Exercise
Produce an exact copy of all the records.

Dataset extract
━━━━━━━━━━━━━━━━

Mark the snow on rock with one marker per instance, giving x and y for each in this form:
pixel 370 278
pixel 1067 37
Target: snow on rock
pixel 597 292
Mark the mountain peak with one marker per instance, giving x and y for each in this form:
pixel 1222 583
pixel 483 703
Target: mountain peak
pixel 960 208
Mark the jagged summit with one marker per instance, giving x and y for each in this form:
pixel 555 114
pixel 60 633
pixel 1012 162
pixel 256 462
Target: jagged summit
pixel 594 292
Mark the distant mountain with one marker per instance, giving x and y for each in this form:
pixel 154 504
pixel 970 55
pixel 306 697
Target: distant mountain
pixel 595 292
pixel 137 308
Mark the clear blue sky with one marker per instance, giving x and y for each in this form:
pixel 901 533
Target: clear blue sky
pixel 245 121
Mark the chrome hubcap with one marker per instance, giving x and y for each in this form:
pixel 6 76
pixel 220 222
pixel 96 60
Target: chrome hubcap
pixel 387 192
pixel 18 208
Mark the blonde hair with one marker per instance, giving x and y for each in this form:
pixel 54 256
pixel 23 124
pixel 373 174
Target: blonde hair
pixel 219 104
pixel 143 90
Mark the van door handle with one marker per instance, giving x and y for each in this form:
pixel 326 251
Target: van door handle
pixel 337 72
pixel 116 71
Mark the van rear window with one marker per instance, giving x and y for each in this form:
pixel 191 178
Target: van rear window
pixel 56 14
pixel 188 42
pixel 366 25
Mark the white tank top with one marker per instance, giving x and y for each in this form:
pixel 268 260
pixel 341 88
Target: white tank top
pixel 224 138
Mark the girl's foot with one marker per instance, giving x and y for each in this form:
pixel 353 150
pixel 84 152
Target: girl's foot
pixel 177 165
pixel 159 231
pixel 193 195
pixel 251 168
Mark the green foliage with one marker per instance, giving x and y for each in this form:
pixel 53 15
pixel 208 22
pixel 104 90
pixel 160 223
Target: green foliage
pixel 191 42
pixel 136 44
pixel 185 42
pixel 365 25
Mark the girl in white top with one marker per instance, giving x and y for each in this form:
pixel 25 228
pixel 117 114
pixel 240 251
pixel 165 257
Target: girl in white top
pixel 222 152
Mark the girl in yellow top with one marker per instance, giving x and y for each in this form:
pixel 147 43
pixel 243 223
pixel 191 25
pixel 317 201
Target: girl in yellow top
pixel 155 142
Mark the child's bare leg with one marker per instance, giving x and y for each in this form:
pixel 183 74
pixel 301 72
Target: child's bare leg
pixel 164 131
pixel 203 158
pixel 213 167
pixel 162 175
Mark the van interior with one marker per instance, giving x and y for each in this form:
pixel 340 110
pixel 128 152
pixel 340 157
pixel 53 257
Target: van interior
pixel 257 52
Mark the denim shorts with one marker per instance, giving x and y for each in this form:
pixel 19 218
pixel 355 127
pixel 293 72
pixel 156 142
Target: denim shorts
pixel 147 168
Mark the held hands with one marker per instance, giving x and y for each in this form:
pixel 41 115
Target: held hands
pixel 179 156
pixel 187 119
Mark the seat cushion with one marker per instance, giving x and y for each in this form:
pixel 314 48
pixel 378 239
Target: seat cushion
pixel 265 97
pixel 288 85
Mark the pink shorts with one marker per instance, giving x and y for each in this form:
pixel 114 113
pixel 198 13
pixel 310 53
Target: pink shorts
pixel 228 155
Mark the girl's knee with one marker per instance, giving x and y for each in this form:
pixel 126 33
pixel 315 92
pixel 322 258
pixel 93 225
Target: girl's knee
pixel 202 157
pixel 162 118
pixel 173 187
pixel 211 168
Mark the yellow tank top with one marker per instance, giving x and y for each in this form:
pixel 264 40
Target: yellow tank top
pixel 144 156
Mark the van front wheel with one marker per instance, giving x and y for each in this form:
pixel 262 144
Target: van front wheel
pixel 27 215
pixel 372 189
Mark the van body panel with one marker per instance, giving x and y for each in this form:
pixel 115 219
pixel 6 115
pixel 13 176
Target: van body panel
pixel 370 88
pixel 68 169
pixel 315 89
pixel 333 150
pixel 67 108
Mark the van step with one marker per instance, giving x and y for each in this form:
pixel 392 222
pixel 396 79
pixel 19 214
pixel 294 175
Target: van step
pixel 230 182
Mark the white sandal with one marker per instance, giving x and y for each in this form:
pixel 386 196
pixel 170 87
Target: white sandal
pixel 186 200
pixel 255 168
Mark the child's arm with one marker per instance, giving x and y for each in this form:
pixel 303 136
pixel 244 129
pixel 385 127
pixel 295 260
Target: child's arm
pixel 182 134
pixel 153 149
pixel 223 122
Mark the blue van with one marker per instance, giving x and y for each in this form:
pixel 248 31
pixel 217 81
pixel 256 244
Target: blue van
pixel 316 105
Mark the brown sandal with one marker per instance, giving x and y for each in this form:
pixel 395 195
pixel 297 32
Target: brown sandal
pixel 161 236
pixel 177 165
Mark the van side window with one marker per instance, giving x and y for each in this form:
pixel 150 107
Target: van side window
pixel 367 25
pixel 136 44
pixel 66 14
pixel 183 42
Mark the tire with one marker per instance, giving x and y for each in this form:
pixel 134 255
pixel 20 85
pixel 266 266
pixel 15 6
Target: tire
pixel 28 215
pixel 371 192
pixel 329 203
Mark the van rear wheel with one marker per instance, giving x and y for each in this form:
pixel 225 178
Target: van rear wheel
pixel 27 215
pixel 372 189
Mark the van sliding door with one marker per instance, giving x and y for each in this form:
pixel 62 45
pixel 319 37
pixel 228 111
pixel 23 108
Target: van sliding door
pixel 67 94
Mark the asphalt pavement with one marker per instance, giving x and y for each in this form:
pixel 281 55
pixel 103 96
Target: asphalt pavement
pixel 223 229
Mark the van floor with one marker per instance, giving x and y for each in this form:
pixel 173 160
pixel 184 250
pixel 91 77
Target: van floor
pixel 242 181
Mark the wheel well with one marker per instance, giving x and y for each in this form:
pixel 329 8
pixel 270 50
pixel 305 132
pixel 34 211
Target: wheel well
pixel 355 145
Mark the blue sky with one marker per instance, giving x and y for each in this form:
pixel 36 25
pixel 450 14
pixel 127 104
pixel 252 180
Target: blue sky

━━━━━━━━━━━━━━━━

Solution to the exercise
Mark the snow on rock with one marker per instance, giving x and y for each in this form:
pixel 370 278
pixel 1067 37
Target: snow on rock
pixel 597 292
Mark the mountain peak with one marker per instance, giving x and y for each in this form:
pixel 1222 583
pixel 483 703
Target: mountain peak
pixel 960 208
Mark the jagged summit with one marker per instance, giving x and y for each in this form:
pixel 555 114
pixel 60 633
pixel 1012 162
pixel 256 462
Target: jagged summit
pixel 594 292
Mark the distant mountain with one marker per instance, giving x and y for each in this form:
pixel 154 504
pixel 970 55
pixel 306 697
Target: distant mountain
pixel 595 292
pixel 137 308
Mark the clear blue sky with one marker per instance, giving x and y for each in this form:
pixel 901 533
Target: clear blue sky
pixel 245 121
Mark the chrome hubcap with one marker per instance, giving x and y for each in this form:
pixel 6 76
pixel 220 222
pixel 96 60
Target: chrome hubcap
pixel 387 192
pixel 18 208
Mark the blonde hair with one marker per instance, giving x and y for each in this form:
pixel 54 256
pixel 23 124
pixel 373 174
Target: blonde hair
pixel 219 104
pixel 143 90
Mark the van door handle with one marker per instance, giving x and y for each in this form:
pixel 326 251
Target: van door handle
pixel 337 72
pixel 116 71
Mark the van rear window with one marker per instance, giving x and y for each in this form:
pixel 191 178
Target: van rear window
pixel 56 14
pixel 188 42
pixel 366 25
Mark the white tank top with one marker per instance, giving x and y for each in this form:
pixel 268 260
pixel 341 88
Target: white tank top
pixel 224 138
Mark the girl's foot with one marker per instance, giving x and y for each in this form:
pixel 353 150
pixel 84 152
Target: girl's foot
pixel 177 165
pixel 159 231
pixel 193 195
pixel 251 168
Mark the green foliage with one marker per instance, giving x and y for each in this form:
pixel 53 15
pixel 208 22
pixel 104 90
pixel 160 223
Target: green foliage
pixel 191 42
pixel 136 44
pixel 185 42
pixel 365 25
Mark the girl in white top with one marker per instance, giving x and y for each in this form:
pixel 25 228
pixel 117 114
pixel 240 251
pixel 165 257
Target: girl in white top
pixel 222 152
Mark the girl in yellow top with one marker per instance, giving x and y for each in this form:
pixel 147 43
pixel 243 223
pixel 191 25
pixel 317 201
Target: girl in yellow top
pixel 155 142
Mark the child's bare leg with one marker per instance, giving x and y for each in this form:
pixel 183 74
pixel 301 72
Target: child's bare leg
pixel 164 131
pixel 203 158
pixel 213 167
pixel 162 175
Mark the van interior with one marker per instance, giving x and y for each in this form:
pixel 340 110
pixel 128 152
pixel 340 157
pixel 53 257
Target: van interior
pixel 257 52
Mark the denim shorts with one marker per instance, giving x and y for each in this form:
pixel 19 218
pixel 355 127
pixel 293 72
pixel 156 142
Target: denim shorts
pixel 147 168
Mark the held hands with one marker per instance, giving x and y for each in this form:
pixel 41 115
Target: held hands
pixel 179 156
pixel 187 119
Mark the seat cushion with one marker per instance, giving x and y for each in this form:
pixel 314 48
pixel 378 239
Target: seat cushion
pixel 265 97
pixel 288 85
Mark the pink shorts with one marker per instance, giving x and y for each in this form:
pixel 114 113
pixel 198 13
pixel 310 53
Target: pink shorts
pixel 228 155
Mark the girl's knee with one marker per instance, giving x and y for each in this form:
pixel 126 33
pixel 315 92
pixel 322 258
pixel 93 225
Target: girl's knee
pixel 202 157
pixel 162 118
pixel 173 187
pixel 211 168
Mark the yellow tank top with one marker per instance, giving x and y for each in this form:
pixel 264 40
Target: yellow tank top
pixel 144 156
Mark the van front wheel with one marker per instance, giving x and y for each in this form:
pixel 262 144
Target: van front wheel
pixel 27 215
pixel 372 189
Mark the van body panel with one marker per instance, giving x and y for each in this form:
pixel 115 219
pixel 6 115
pixel 13 176
Target: van body panel
pixel 370 88
pixel 68 169
pixel 315 89
pixel 333 150
pixel 67 108
Mark the van step with one marker per instance, giving x and y for each in this form:
pixel 392 222
pixel 396 79
pixel 19 214
pixel 294 175
Target: van step
pixel 230 182
Mark the white sandal with one marker per instance, giving x and y for each in this form:
pixel 386 196
pixel 170 87
Target: white sandal
pixel 186 200
pixel 255 168
Mark the child's arm with one marker per instance, giving x and y for each in this form:
pixel 303 136
pixel 244 129
pixel 385 127
pixel 295 260
Target: child's arm
pixel 182 134
pixel 153 149
pixel 223 122
Mark the blue van with one marker per instance, giving x and y for each in this form:
pixel 248 31
pixel 217 81
pixel 256 244
Target: blue van
pixel 316 105
Mark the brown sandal with one marker per instance, giving x and y for each in this form:
pixel 395 195
pixel 297 32
Target: brown sandal
pixel 161 236
pixel 177 165
Mark the van side window with one marker per instance, giving x and y for each in this form:
pixel 150 107
Target: van side window
pixel 367 25
pixel 136 44
pixel 66 14
pixel 183 42
Mark the tire with one marker per instance, giving x and y for each in this form:
pixel 134 255
pixel 20 85
pixel 266 266
pixel 15 6
Target: tire
pixel 28 215
pixel 371 192
pixel 329 203
Mark the van rear wheel with one marker per instance, giving x and y for each in this form:
pixel 225 178
Target: van rear wheel
pixel 27 215
pixel 372 189
Mark the van sliding door with one marker per instance, giving x and y for each in this form:
pixel 62 45
pixel 319 37
pixel 228 111
pixel 23 108
Target: van sliding door
pixel 67 94
Mark the asphalt pavement with one marker per instance, giving x and y for each in this form:
pixel 281 55
pixel 103 96
Target: asphalt pavement
pixel 223 229
Mark the van floor with one marker per instance, giving x and y for each in this form:
pixel 173 160
pixel 184 250
pixel 91 77
Target: van floor
pixel 242 181
Mark the wheel well with one marker per instance, giving x and y for each in this form:
pixel 329 8
pixel 270 50
pixel 305 132
pixel 34 211
Target: wheel well
pixel 355 145
Mark the blue sky with one marker per instance, giving x and y for each in this form:
pixel 36 25
pixel 450 14
pixel 127 104
pixel 252 180
Target: blue sky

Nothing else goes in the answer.